### To do
Please restate each line of the data below exactly. Omit all images.

Segment Start: Records for processing

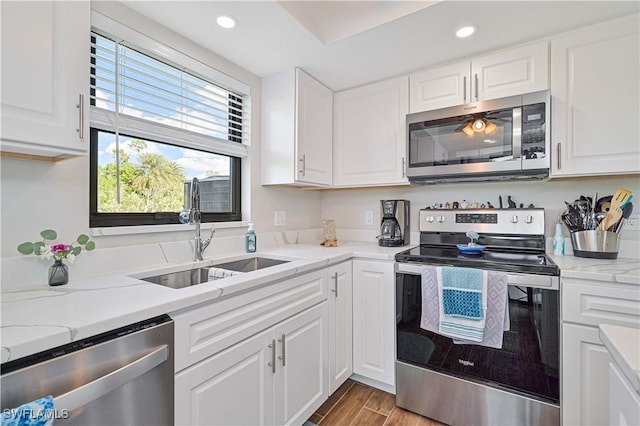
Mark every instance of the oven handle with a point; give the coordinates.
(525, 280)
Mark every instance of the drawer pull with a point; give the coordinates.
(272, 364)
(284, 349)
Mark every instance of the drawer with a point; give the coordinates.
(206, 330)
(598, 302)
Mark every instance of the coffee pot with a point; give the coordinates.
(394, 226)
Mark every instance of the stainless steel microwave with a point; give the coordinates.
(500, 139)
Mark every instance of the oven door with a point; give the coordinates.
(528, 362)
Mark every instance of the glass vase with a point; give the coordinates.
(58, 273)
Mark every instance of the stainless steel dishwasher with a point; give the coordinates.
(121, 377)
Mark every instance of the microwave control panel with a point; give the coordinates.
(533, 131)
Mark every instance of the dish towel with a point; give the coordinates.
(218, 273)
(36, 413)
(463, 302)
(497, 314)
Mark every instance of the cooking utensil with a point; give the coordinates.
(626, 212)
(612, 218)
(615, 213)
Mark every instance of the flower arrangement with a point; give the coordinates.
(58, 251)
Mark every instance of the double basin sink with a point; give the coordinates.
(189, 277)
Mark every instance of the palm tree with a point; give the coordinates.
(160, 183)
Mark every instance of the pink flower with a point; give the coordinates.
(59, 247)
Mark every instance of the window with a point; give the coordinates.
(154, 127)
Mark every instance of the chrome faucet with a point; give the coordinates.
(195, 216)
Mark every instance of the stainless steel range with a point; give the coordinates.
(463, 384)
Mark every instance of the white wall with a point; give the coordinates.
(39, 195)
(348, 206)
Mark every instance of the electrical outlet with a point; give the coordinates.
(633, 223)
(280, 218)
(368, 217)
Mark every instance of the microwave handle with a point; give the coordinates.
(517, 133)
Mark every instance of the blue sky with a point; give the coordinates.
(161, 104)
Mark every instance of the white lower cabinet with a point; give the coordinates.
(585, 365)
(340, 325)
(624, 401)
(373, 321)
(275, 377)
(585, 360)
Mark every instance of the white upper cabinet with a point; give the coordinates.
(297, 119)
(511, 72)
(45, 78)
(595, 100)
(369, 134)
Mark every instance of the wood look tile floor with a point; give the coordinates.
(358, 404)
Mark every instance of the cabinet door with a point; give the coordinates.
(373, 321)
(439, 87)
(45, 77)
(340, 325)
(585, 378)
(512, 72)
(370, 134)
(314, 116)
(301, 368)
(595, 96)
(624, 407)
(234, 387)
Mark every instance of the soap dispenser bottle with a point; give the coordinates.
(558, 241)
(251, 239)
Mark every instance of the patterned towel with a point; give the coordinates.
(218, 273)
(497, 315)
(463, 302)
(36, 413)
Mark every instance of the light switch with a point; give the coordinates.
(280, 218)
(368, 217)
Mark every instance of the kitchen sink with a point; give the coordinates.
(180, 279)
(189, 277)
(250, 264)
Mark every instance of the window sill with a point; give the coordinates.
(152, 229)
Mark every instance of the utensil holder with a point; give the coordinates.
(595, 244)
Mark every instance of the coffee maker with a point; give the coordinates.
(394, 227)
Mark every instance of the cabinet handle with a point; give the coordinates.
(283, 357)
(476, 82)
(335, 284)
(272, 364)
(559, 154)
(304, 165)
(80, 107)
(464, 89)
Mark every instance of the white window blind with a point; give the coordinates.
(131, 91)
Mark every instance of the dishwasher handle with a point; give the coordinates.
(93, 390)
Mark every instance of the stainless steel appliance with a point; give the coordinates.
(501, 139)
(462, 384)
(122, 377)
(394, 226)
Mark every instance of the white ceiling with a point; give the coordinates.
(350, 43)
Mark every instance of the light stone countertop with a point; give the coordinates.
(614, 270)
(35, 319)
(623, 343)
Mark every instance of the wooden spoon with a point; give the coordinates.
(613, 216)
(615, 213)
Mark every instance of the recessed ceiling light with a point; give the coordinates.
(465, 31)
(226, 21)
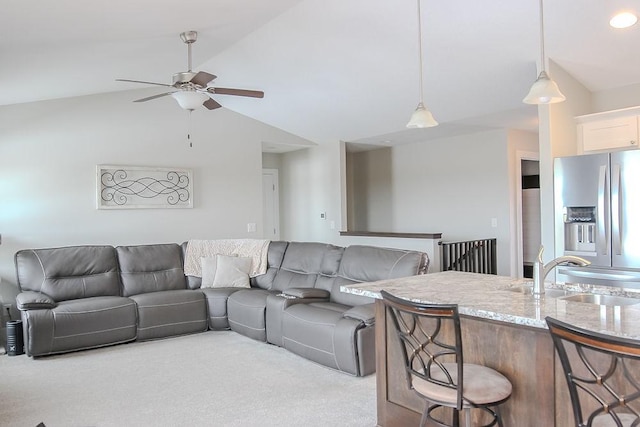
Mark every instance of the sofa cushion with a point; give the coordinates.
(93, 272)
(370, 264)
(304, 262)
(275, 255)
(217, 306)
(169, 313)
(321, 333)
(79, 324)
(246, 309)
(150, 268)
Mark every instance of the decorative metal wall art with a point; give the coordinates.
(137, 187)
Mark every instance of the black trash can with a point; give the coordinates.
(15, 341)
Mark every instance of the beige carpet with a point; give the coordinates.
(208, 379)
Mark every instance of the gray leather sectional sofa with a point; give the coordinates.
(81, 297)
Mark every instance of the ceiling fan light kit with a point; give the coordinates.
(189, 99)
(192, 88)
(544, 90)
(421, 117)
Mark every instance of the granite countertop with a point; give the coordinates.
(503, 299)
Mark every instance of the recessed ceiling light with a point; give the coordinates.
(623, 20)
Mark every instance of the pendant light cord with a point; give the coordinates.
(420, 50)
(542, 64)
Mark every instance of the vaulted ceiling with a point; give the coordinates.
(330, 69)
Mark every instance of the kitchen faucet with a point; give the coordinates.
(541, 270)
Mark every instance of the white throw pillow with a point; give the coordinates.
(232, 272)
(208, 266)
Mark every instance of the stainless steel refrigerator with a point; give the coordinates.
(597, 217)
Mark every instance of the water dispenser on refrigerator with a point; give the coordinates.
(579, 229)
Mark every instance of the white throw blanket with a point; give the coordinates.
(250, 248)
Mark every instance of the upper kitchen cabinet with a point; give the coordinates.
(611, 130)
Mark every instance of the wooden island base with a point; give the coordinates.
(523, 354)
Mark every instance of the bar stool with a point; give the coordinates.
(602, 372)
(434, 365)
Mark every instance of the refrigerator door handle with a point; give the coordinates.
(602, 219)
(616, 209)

Segment End: Records for processing

### Answer section
Mark every instance of the oven handle with a point; give the coordinates.
(525, 280)
Mark every instance of the drawer pull with a point; give the coordinates.
(272, 364)
(284, 349)
Mark every instance of the drawer with a point; give the coordinates.
(206, 330)
(598, 302)
Mark every instance of the coffee pot with a point; give the coordinates.
(394, 226)
Mark every instance of the stainless steel microwave with a point; give the coordinates.
(500, 139)
Mark every instance of the oven door with a point; give the coordinates.
(528, 362)
Mark every instance of the glass vase with a point; give the coordinates.
(58, 273)
Mark every instance of the stainless steel dishwasher with a point; give the coordinates.
(121, 377)
Mark every instance of the microwave control panel with a point; give the coordinates.
(533, 131)
Mark every instance of the dish towel with a point; give the coordinates.
(218, 273)
(36, 413)
(463, 302)
(497, 314)
Mark every instance of the cooking utensil with a point; give the coordinates.
(626, 212)
(612, 218)
(615, 213)
Mark every instance of the flower arrangement with a point; give the coordinates.
(58, 251)
Mark every instance of the double basin sink with a point; give the coordinates.
(189, 277)
Mark every instance of the palm tree with a point; give the coordinates.
(160, 183)
Mark every instance of the pink flower with a point; give the coordinates.
(59, 247)
Mark every instance of the window with a point; give the coordinates.
(154, 127)
Mark every instance of the chrome faucet with a point; give the coordinates.
(195, 216)
Mark every instance of the stainless steel range with a point; give the coordinates.
(463, 384)
Mark every instance of the white wall with a point; give the coordinates.
(39, 195)
(348, 206)
Mark every instance of the electrical outlet with a point; give the coordinates.
(633, 223)
(280, 218)
(368, 217)
Mark every instance of the microwave handle with a point; give the coordinates.
(517, 133)
Mark every instance of the blue sky with a point; give the coordinates.
(161, 104)
Mark every instance of the white lower cabinet with a point; give the coordinates.
(585, 365)
(340, 325)
(624, 401)
(373, 321)
(275, 377)
(585, 360)
Mark every instance of the white upper cabinet with a point; give the coordinates.
(297, 119)
(511, 72)
(45, 78)
(595, 100)
(369, 134)
Mark every instance of the wood look tile floor with a point; give the coordinates.
(358, 404)
Mark every instance of the cabinet door with a point; give the coordinates.
(373, 321)
(439, 87)
(45, 77)
(340, 325)
(585, 378)
(512, 72)
(370, 134)
(314, 116)
(301, 368)
(595, 96)
(624, 407)
(234, 387)
Mark every instance of the soap dispenser bottle with a point; give the coordinates.
(558, 241)
(251, 239)
Mark every instance of the patterned towel with a point; give the coordinates.
(218, 273)
(497, 315)
(463, 302)
(36, 413)
Mark every instance of the light switch with a point; give the coordinates.
(280, 218)
(368, 217)
Mark every instance of the kitchen sink with a point; give the coordinates.
(180, 279)
(189, 277)
(250, 264)
Mark every instance of the window sill with a point; give the coordinates.
(152, 229)
Mark every instance of the utensil holder with a point; give the coordinates.
(595, 244)
Mark every instance of the coffee maker with a point; give the coordinates.
(394, 227)
Mark every instance of the cabinet handle with a point; give the coordinates.
(283, 357)
(476, 82)
(335, 284)
(272, 364)
(559, 154)
(304, 165)
(80, 107)
(464, 89)
Mark every instance of the white window blind with a point; give the coordinates.
(131, 91)
Mark every instance of the dishwasher handle with a point; give the coordinates.
(93, 390)
Mark every instance of the stainless steel appliance with a point; give the coordinates.
(501, 139)
(462, 384)
(122, 377)
(394, 226)
Mark every instance of the white ceiling with a point; give the coordinates.
(350, 43)
Mark every instance of the light stone countertop with a point; give the coordinates.
(614, 270)
(35, 319)
(623, 343)
Mark every instance of the wooden spoon with a point; give the coordinates.
(613, 216)
(615, 213)
Mark every instance of the recessed ceiling light with a point; give the coordinates.
(465, 31)
(226, 21)
Mark every instance of the sofa cushion with a point; give the coordinates.
(93, 272)
(370, 264)
(304, 262)
(275, 255)
(217, 306)
(169, 313)
(321, 333)
(79, 324)
(246, 309)
(150, 268)
Mark every instance of the decorative metal wall art with a point; give the coordinates.
(137, 187)
Mark every instance of the black trash can with a point; give the coordinates.
(15, 341)
Mark every instance of the beige carpet with a point; give the coordinates.
(208, 379)
Mark every instance of the gray leather sectional sofa with a point; give the coordinates.
(81, 297)
Mark every instance of the ceiling fan light kit with a point; give the coordinates.
(189, 99)
(192, 88)
(544, 90)
(421, 117)
Mark every instance of the granite countertop with a point; give the coordinates.
(503, 299)
Mark every instance of the recessed ceiling light with a point; give the coordinates.
(623, 20)
Mark every instance of the pendant light cord with a point; give the coordinates.
(420, 50)
(542, 64)
Mark every instance of the vaulted ceiling with a point; give the coordinates.
(330, 69)
Mark every instance of the kitchen faucet with a point; give the coordinates.
(541, 270)
Mark every instance of the white throw pillow with a point; give the coordinates.
(232, 272)
(208, 266)
Mark every instance of the stainless steel refrigerator with a point; give the coordinates.
(597, 217)
Mark every instance of the water dispenser on refrigerator with a point; give the coordinates.
(579, 229)
Mark every instance of the white throw blanket with a point; give the coordinates.
(250, 248)
Mark every instance of the upper kitchen cabinet with a point; give the coordinates.
(611, 130)
Mark every instance of the wooden island base with a point; give the coordinates.
(523, 354)
Mark every instance of the bar stool with a point; give the coordinates.
(602, 372)
(434, 365)
Mark every instance of the refrigerator door handle with a point; give the coordinates.
(602, 219)
(616, 209)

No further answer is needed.